Beginnend mit dem roten Almtrail, der gut flowig fahrbar ist, gelangt man zum blauen Plamort Trail, welcher viel Panorama aber auch einige Anstiege bietet und an einer historischen Panzersperre aus dem ersten Weltkrieg endet. Diese ist übrigens auch namensgebend für den Trail. Ab dort beginnt der rote Bunker Trail, dessen Einstufung einem stellenweise schonmal an seiner Selbstwahrnehmung zweifeln lässt, zumal es einige Tage davor starke Niederschläge gab, die zu einigen stark ausgewaschenen Sektionen geführt hatten.





Vorbei an einem historischen Bunkersystem führt die Strecke über einige wirklich steile Felsrampen mit Absätzen hinab ins Tal und man beginnt drüber nachzudenken, wie hier wohl ein schwarzer Trail aussieht, wenn die roten schon bekannte „schwarze“ Endurotrails, wie der X-Line am Saalbacher Schattberg, recht harmlos wirken lassen.


Das erfahre ich, als ich einige Abfahrten und eine ca. einstündige Tretpassage später über eine sattgrüne Almwiese, vorbei an zwei Bergseen, die pittoresker nicht sein könnten, in den schwarzen Elven Trail einbiege. Es ist steil, die Wurzeln sind zornig und liegen frei teilweise an die 20cm über dem Boden, die Felsen sind feucht und glitschig, mit fiesem, losen Geröll übersäht. Tja und wenn man denkt, es kann kaum noch ungemütlicher werden, kommen kurz von einer super engen 180° Kehre noch zwei Absätze mit ca. einem Meter Höhe.

## Anweisungen
1 - Wo endet laut Textauszug der blaue Plamort Trail?
2 - Stelle die Datensätze als zweispaltige CSV mit den Spalten „anfrage“ und „antwort“ dar, eine Zeile pro Datensatz. Setze jedes Feld in Anführungszeichen und ersetze Zeilenumbrüche darin durch Leerzeichen.
Die Datensätze stehen in keinem Zusammenhang mit dem Textauszug.

## Datenauszug
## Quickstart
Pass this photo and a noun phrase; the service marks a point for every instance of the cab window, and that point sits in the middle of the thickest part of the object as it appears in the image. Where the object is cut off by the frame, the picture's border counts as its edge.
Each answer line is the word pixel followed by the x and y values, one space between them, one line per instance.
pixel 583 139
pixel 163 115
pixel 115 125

## Ergebnisse je Aufgabe
1 - An einer historischen Panzersperre aus dem Ersten Weltkrieg.

2 -
anfrage,antwort
"## Quickstart Pass this photo and a noun phrase; the service marks a point for every instance of the cab window, and that point sits in the middle of the thickest part of the object as it appears in the image. Where the object is cut off by the frame, the picture's border counts as its edge. Each answer line is the word pixel followed by the x and y values, one space between them, one line per instance.","pixel 583 139 pixel 163 115 pixel 115 125"